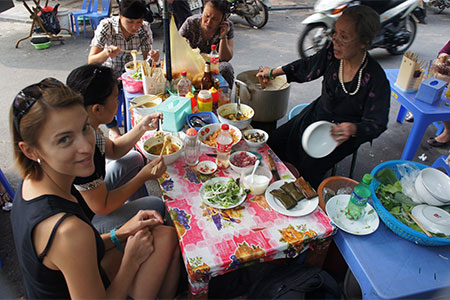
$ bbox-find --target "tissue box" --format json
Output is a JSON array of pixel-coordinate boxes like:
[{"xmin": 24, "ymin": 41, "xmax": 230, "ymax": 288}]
[
  {"xmin": 157, "ymin": 96, "xmax": 192, "ymax": 132},
  {"xmin": 416, "ymin": 77, "xmax": 447, "ymax": 104}
]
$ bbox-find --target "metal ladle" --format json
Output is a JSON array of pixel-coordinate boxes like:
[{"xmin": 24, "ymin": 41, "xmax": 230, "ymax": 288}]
[{"xmin": 234, "ymin": 79, "xmax": 248, "ymax": 119}]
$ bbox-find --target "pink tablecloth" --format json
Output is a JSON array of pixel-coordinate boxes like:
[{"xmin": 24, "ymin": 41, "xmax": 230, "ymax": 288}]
[{"xmin": 154, "ymin": 141, "xmax": 335, "ymax": 295}]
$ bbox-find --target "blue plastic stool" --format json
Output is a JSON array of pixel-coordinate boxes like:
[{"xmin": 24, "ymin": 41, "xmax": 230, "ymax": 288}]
[
  {"xmin": 431, "ymin": 155, "xmax": 450, "ymax": 176},
  {"xmin": 288, "ymin": 103, "xmax": 309, "ymax": 120}
]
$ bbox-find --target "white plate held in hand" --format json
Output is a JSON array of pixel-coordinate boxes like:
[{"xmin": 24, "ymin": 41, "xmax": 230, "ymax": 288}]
[{"xmin": 326, "ymin": 195, "xmax": 380, "ymax": 235}]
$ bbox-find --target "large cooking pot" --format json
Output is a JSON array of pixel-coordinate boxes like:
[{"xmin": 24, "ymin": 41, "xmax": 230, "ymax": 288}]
[{"xmin": 236, "ymin": 70, "xmax": 291, "ymax": 122}]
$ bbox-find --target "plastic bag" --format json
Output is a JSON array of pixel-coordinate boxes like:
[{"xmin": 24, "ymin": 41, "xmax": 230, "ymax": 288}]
[{"xmin": 170, "ymin": 17, "xmax": 205, "ymax": 88}]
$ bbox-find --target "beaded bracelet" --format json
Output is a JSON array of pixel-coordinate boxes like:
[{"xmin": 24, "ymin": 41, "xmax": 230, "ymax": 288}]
[
  {"xmin": 109, "ymin": 228, "xmax": 123, "ymax": 252},
  {"xmin": 269, "ymin": 68, "xmax": 275, "ymax": 80}
]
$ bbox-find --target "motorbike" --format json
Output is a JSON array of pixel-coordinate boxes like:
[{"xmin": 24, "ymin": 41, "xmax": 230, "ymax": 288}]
[
  {"xmin": 425, "ymin": 0, "xmax": 450, "ymax": 13},
  {"xmin": 298, "ymin": 0, "xmax": 422, "ymax": 58}
]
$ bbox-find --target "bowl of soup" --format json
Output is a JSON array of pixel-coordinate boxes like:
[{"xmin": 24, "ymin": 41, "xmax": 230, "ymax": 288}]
[
  {"xmin": 143, "ymin": 136, "xmax": 183, "ymax": 165},
  {"xmin": 217, "ymin": 103, "xmax": 255, "ymax": 129}
]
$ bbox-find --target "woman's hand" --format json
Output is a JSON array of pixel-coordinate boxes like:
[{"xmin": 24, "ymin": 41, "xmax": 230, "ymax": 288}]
[
  {"xmin": 124, "ymin": 229, "xmax": 155, "ymax": 266},
  {"xmin": 139, "ymin": 113, "xmax": 163, "ymax": 131},
  {"xmin": 141, "ymin": 156, "xmax": 167, "ymax": 179},
  {"xmin": 331, "ymin": 122, "xmax": 356, "ymax": 145},
  {"xmin": 148, "ymin": 49, "xmax": 159, "ymax": 62},
  {"xmin": 105, "ymin": 45, "xmax": 122, "ymax": 58},
  {"xmin": 256, "ymin": 67, "xmax": 270, "ymax": 82},
  {"xmin": 116, "ymin": 210, "xmax": 164, "ymax": 240}
]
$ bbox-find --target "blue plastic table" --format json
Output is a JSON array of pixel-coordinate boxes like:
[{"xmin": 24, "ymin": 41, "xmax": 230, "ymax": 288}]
[
  {"xmin": 385, "ymin": 69, "xmax": 450, "ymax": 160},
  {"xmin": 334, "ymin": 214, "xmax": 450, "ymax": 299}
]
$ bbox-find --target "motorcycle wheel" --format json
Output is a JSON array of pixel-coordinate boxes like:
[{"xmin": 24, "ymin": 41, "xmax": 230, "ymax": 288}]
[
  {"xmin": 244, "ymin": 0, "xmax": 269, "ymax": 29},
  {"xmin": 386, "ymin": 16, "xmax": 417, "ymax": 55},
  {"xmin": 297, "ymin": 23, "xmax": 331, "ymax": 58}
]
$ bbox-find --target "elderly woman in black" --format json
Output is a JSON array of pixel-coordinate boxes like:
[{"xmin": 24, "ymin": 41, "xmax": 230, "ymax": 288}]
[{"xmin": 257, "ymin": 6, "xmax": 390, "ymax": 187}]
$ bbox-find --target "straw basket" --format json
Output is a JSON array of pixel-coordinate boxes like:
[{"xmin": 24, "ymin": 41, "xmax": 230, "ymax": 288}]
[
  {"xmin": 317, "ymin": 176, "xmax": 358, "ymax": 211},
  {"xmin": 370, "ymin": 160, "xmax": 450, "ymax": 246}
]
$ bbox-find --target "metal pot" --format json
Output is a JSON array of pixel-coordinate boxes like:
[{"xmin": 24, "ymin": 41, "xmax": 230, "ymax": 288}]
[{"xmin": 236, "ymin": 70, "xmax": 291, "ymax": 122}]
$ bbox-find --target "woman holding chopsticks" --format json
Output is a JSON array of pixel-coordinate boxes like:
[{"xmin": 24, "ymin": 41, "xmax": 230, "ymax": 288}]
[{"xmin": 67, "ymin": 64, "xmax": 166, "ymax": 233}]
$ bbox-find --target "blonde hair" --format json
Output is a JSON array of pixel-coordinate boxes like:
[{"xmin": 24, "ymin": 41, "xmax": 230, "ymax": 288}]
[{"xmin": 9, "ymin": 83, "xmax": 83, "ymax": 180}]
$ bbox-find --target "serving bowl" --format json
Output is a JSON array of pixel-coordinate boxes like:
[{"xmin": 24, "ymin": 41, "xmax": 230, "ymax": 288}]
[
  {"xmin": 230, "ymin": 151, "xmax": 258, "ymax": 175},
  {"xmin": 411, "ymin": 204, "xmax": 450, "ymax": 235},
  {"xmin": 143, "ymin": 136, "xmax": 183, "ymax": 165},
  {"xmin": 217, "ymin": 103, "xmax": 255, "ymax": 129},
  {"xmin": 419, "ymin": 168, "xmax": 450, "ymax": 203},
  {"xmin": 302, "ymin": 121, "xmax": 338, "ymax": 158},
  {"xmin": 197, "ymin": 123, "xmax": 242, "ymax": 149},
  {"xmin": 133, "ymin": 95, "xmax": 162, "ymax": 117},
  {"xmin": 414, "ymin": 174, "xmax": 444, "ymax": 206},
  {"xmin": 243, "ymin": 129, "xmax": 269, "ymax": 148}
]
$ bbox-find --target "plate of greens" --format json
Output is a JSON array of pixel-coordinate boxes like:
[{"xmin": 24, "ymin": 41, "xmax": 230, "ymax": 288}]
[{"xmin": 200, "ymin": 177, "xmax": 247, "ymax": 209}]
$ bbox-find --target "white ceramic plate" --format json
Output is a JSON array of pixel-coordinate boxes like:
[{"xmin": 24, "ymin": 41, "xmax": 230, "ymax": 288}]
[
  {"xmin": 200, "ymin": 177, "xmax": 247, "ymax": 209},
  {"xmin": 302, "ymin": 121, "xmax": 338, "ymax": 158},
  {"xmin": 411, "ymin": 204, "xmax": 450, "ymax": 235},
  {"xmin": 265, "ymin": 180, "xmax": 319, "ymax": 217},
  {"xmin": 325, "ymin": 195, "xmax": 380, "ymax": 235},
  {"xmin": 197, "ymin": 160, "xmax": 217, "ymax": 175}
]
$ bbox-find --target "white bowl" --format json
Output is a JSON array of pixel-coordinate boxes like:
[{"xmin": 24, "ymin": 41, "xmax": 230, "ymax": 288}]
[
  {"xmin": 217, "ymin": 103, "xmax": 255, "ymax": 129},
  {"xmin": 414, "ymin": 175, "xmax": 444, "ymax": 206},
  {"xmin": 411, "ymin": 204, "xmax": 450, "ymax": 235},
  {"xmin": 143, "ymin": 136, "xmax": 183, "ymax": 165},
  {"xmin": 419, "ymin": 168, "xmax": 450, "ymax": 203},
  {"xmin": 197, "ymin": 123, "xmax": 242, "ymax": 149},
  {"xmin": 302, "ymin": 121, "xmax": 338, "ymax": 158},
  {"xmin": 242, "ymin": 166, "xmax": 272, "ymax": 195},
  {"xmin": 243, "ymin": 129, "xmax": 269, "ymax": 148},
  {"xmin": 125, "ymin": 60, "xmax": 144, "ymax": 74},
  {"xmin": 132, "ymin": 95, "xmax": 162, "ymax": 117},
  {"xmin": 230, "ymin": 151, "xmax": 258, "ymax": 175}
]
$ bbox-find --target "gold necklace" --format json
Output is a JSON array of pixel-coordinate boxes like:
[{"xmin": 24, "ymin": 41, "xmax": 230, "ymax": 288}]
[{"xmin": 339, "ymin": 51, "xmax": 367, "ymax": 96}]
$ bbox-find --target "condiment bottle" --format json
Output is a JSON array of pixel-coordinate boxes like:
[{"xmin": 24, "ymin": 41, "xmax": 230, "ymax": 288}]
[
  {"xmin": 216, "ymin": 124, "xmax": 233, "ymax": 169},
  {"xmin": 177, "ymin": 71, "xmax": 192, "ymax": 97},
  {"xmin": 197, "ymin": 90, "xmax": 212, "ymax": 112},
  {"xmin": 345, "ymin": 174, "xmax": 373, "ymax": 220},
  {"xmin": 184, "ymin": 128, "xmax": 200, "ymax": 166},
  {"xmin": 202, "ymin": 62, "xmax": 214, "ymax": 90},
  {"xmin": 209, "ymin": 45, "xmax": 219, "ymax": 75}
]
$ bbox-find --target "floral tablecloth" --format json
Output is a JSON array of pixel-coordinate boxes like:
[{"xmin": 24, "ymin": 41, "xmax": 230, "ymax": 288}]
[{"xmin": 154, "ymin": 141, "xmax": 335, "ymax": 295}]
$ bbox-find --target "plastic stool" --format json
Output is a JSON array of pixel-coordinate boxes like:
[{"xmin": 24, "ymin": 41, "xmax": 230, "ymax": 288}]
[
  {"xmin": 288, "ymin": 103, "xmax": 309, "ymax": 120},
  {"xmin": 431, "ymin": 155, "xmax": 450, "ymax": 176}
]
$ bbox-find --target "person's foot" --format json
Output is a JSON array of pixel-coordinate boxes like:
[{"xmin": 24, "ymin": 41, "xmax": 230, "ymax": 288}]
[
  {"xmin": 427, "ymin": 137, "xmax": 450, "ymax": 147},
  {"xmin": 405, "ymin": 111, "xmax": 414, "ymax": 122}
]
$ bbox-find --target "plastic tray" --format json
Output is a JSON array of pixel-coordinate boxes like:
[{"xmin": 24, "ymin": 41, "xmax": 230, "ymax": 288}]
[{"xmin": 370, "ymin": 160, "xmax": 450, "ymax": 246}]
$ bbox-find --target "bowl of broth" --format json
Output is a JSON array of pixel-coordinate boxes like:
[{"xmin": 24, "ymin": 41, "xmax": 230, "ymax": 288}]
[{"xmin": 143, "ymin": 136, "xmax": 183, "ymax": 165}]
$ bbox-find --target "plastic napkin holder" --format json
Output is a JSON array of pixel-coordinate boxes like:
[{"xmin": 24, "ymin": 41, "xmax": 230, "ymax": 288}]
[
  {"xmin": 157, "ymin": 96, "xmax": 192, "ymax": 132},
  {"xmin": 416, "ymin": 77, "xmax": 447, "ymax": 104}
]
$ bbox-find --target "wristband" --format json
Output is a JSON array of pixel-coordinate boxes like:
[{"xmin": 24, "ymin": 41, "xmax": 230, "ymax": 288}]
[
  {"xmin": 109, "ymin": 228, "xmax": 123, "ymax": 252},
  {"xmin": 269, "ymin": 68, "xmax": 275, "ymax": 80}
]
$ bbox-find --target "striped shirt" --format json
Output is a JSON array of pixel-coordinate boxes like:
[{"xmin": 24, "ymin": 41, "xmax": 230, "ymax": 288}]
[{"xmin": 91, "ymin": 16, "xmax": 153, "ymax": 77}]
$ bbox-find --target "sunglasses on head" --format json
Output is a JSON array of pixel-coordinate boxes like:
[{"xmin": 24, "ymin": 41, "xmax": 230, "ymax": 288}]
[{"xmin": 13, "ymin": 77, "xmax": 64, "ymax": 135}]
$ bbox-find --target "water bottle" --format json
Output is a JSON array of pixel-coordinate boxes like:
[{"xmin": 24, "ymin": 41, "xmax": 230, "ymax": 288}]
[
  {"xmin": 216, "ymin": 124, "xmax": 233, "ymax": 169},
  {"xmin": 209, "ymin": 45, "xmax": 219, "ymax": 75},
  {"xmin": 345, "ymin": 174, "xmax": 373, "ymax": 220},
  {"xmin": 184, "ymin": 128, "xmax": 200, "ymax": 166},
  {"xmin": 177, "ymin": 71, "xmax": 192, "ymax": 97}
]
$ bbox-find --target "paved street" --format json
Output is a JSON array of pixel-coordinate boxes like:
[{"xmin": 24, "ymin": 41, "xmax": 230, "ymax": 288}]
[{"xmin": 0, "ymin": 0, "xmax": 450, "ymax": 299}]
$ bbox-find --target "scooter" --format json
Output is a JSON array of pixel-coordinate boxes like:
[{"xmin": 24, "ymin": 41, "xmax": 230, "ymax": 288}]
[{"xmin": 298, "ymin": 0, "xmax": 422, "ymax": 58}]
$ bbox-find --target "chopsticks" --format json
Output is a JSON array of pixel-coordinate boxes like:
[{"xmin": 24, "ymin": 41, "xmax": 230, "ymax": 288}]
[{"xmin": 406, "ymin": 210, "xmax": 431, "ymax": 237}]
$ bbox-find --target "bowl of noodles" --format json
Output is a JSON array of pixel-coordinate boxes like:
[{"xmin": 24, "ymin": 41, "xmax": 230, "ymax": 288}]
[
  {"xmin": 217, "ymin": 103, "xmax": 255, "ymax": 129},
  {"xmin": 143, "ymin": 135, "xmax": 183, "ymax": 165},
  {"xmin": 197, "ymin": 123, "xmax": 242, "ymax": 149}
]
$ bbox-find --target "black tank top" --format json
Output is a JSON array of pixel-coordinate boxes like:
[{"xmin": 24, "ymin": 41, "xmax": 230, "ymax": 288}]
[{"xmin": 11, "ymin": 182, "xmax": 110, "ymax": 299}]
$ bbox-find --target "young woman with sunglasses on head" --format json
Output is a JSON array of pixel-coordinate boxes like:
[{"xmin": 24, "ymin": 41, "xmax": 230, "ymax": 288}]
[
  {"xmin": 10, "ymin": 78, "xmax": 179, "ymax": 299},
  {"xmin": 67, "ymin": 64, "xmax": 171, "ymax": 233},
  {"xmin": 257, "ymin": 5, "xmax": 390, "ymax": 187}
]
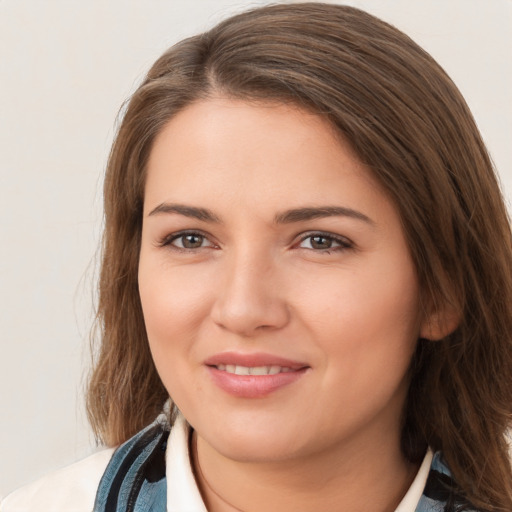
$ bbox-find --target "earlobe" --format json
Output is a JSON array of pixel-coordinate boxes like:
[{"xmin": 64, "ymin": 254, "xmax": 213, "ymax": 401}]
[{"xmin": 420, "ymin": 306, "xmax": 460, "ymax": 341}]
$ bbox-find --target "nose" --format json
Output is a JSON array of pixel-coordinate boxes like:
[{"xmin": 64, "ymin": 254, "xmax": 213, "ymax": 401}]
[{"xmin": 211, "ymin": 251, "xmax": 290, "ymax": 337}]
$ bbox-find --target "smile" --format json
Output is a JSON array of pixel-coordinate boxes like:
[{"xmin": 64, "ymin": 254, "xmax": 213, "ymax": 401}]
[{"xmin": 215, "ymin": 364, "xmax": 294, "ymax": 375}]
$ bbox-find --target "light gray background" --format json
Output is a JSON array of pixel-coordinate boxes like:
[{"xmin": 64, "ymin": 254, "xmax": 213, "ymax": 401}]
[{"xmin": 0, "ymin": 0, "xmax": 512, "ymax": 494}]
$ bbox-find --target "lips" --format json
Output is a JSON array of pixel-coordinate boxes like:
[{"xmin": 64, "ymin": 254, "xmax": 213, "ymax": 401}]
[{"xmin": 205, "ymin": 352, "xmax": 310, "ymax": 398}]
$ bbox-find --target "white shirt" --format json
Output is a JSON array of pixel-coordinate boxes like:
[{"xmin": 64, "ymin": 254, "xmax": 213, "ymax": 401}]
[{"xmin": 0, "ymin": 415, "xmax": 432, "ymax": 512}]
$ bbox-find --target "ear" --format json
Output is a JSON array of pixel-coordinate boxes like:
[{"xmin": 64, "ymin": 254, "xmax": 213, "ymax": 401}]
[{"xmin": 420, "ymin": 305, "xmax": 460, "ymax": 341}]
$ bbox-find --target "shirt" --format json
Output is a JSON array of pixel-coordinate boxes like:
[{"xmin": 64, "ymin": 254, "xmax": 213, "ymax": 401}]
[{"xmin": 0, "ymin": 415, "xmax": 440, "ymax": 512}]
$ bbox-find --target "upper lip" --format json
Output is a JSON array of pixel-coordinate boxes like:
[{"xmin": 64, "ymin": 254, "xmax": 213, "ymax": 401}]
[{"xmin": 204, "ymin": 352, "xmax": 309, "ymax": 370}]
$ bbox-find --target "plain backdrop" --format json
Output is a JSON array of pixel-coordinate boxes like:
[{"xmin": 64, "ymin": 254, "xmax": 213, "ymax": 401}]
[{"xmin": 0, "ymin": 0, "xmax": 512, "ymax": 494}]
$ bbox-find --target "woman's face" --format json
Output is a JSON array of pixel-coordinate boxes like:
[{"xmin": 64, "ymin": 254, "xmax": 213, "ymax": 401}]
[{"xmin": 139, "ymin": 99, "xmax": 422, "ymax": 461}]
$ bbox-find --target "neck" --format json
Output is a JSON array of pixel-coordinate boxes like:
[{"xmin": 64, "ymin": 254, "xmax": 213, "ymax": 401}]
[{"xmin": 191, "ymin": 432, "xmax": 418, "ymax": 512}]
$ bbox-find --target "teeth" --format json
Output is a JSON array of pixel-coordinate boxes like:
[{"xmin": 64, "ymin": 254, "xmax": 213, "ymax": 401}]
[{"xmin": 217, "ymin": 364, "xmax": 293, "ymax": 375}]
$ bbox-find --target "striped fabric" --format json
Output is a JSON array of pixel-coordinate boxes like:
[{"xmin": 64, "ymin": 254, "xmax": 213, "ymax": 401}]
[{"xmin": 94, "ymin": 415, "xmax": 479, "ymax": 512}]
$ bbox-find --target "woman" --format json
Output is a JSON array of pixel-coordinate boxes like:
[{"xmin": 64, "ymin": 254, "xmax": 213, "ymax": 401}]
[{"xmin": 2, "ymin": 3, "xmax": 512, "ymax": 512}]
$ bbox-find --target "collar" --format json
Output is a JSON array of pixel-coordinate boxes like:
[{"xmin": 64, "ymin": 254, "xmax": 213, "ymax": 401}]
[{"xmin": 165, "ymin": 414, "xmax": 433, "ymax": 512}]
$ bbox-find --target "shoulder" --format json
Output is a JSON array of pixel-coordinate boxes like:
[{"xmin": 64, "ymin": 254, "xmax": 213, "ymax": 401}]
[{"xmin": 0, "ymin": 448, "xmax": 114, "ymax": 512}]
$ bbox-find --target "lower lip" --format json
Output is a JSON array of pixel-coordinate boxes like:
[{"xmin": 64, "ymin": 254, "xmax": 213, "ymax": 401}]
[{"xmin": 207, "ymin": 366, "xmax": 307, "ymax": 398}]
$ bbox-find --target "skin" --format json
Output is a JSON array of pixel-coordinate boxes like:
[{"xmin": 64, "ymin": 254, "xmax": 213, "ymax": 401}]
[{"xmin": 139, "ymin": 97, "xmax": 431, "ymax": 512}]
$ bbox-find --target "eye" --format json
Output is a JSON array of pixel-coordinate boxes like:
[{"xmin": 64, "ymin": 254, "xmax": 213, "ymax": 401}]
[
  {"xmin": 160, "ymin": 232, "xmax": 214, "ymax": 250},
  {"xmin": 299, "ymin": 233, "xmax": 353, "ymax": 252}
]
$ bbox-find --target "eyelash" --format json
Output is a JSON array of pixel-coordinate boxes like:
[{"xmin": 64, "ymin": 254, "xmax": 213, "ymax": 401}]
[{"xmin": 158, "ymin": 231, "xmax": 354, "ymax": 254}]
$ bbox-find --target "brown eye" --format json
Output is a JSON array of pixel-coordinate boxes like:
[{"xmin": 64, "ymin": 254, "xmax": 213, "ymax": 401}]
[
  {"xmin": 170, "ymin": 233, "xmax": 211, "ymax": 249},
  {"xmin": 310, "ymin": 235, "xmax": 333, "ymax": 249},
  {"xmin": 299, "ymin": 233, "xmax": 353, "ymax": 253}
]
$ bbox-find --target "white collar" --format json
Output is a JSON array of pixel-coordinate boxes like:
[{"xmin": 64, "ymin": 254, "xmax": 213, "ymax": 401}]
[{"xmin": 165, "ymin": 414, "xmax": 433, "ymax": 512}]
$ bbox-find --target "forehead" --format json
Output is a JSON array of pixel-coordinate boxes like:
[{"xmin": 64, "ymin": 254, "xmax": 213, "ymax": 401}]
[{"xmin": 145, "ymin": 98, "xmax": 392, "ymax": 222}]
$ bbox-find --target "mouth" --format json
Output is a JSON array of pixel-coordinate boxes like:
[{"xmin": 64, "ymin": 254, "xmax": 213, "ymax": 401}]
[
  {"xmin": 214, "ymin": 364, "xmax": 295, "ymax": 375},
  {"xmin": 204, "ymin": 352, "xmax": 311, "ymax": 398}
]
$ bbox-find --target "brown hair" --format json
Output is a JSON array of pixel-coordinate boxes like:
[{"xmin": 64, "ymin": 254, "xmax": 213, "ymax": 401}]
[{"xmin": 88, "ymin": 3, "xmax": 512, "ymax": 511}]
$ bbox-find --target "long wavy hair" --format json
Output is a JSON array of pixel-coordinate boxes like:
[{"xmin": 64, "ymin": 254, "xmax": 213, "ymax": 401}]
[{"xmin": 88, "ymin": 3, "xmax": 512, "ymax": 512}]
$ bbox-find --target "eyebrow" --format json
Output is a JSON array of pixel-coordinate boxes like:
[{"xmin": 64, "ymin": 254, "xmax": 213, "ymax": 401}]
[
  {"xmin": 148, "ymin": 203, "xmax": 375, "ymax": 226},
  {"xmin": 148, "ymin": 203, "xmax": 221, "ymax": 224},
  {"xmin": 274, "ymin": 206, "xmax": 375, "ymax": 226}
]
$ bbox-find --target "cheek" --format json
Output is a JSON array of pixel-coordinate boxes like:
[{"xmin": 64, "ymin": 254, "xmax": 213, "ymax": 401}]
[
  {"xmin": 139, "ymin": 256, "xmax": 212, "ymax": 372},
  {"xmin": 297, "ymin": 255, "xmax": 419, "ymax": 372}
]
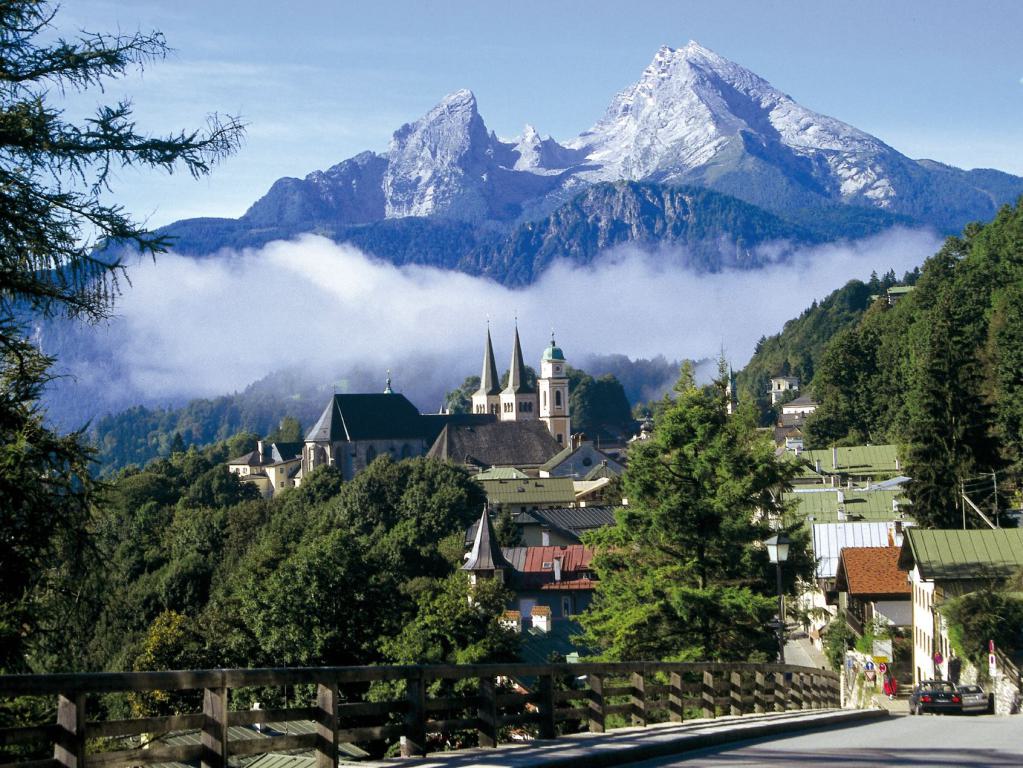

====

* _Task brief_:
Tally the lines of the data above that contain the word "tablecloth", and give only the number.

* _Answer to the task_:
2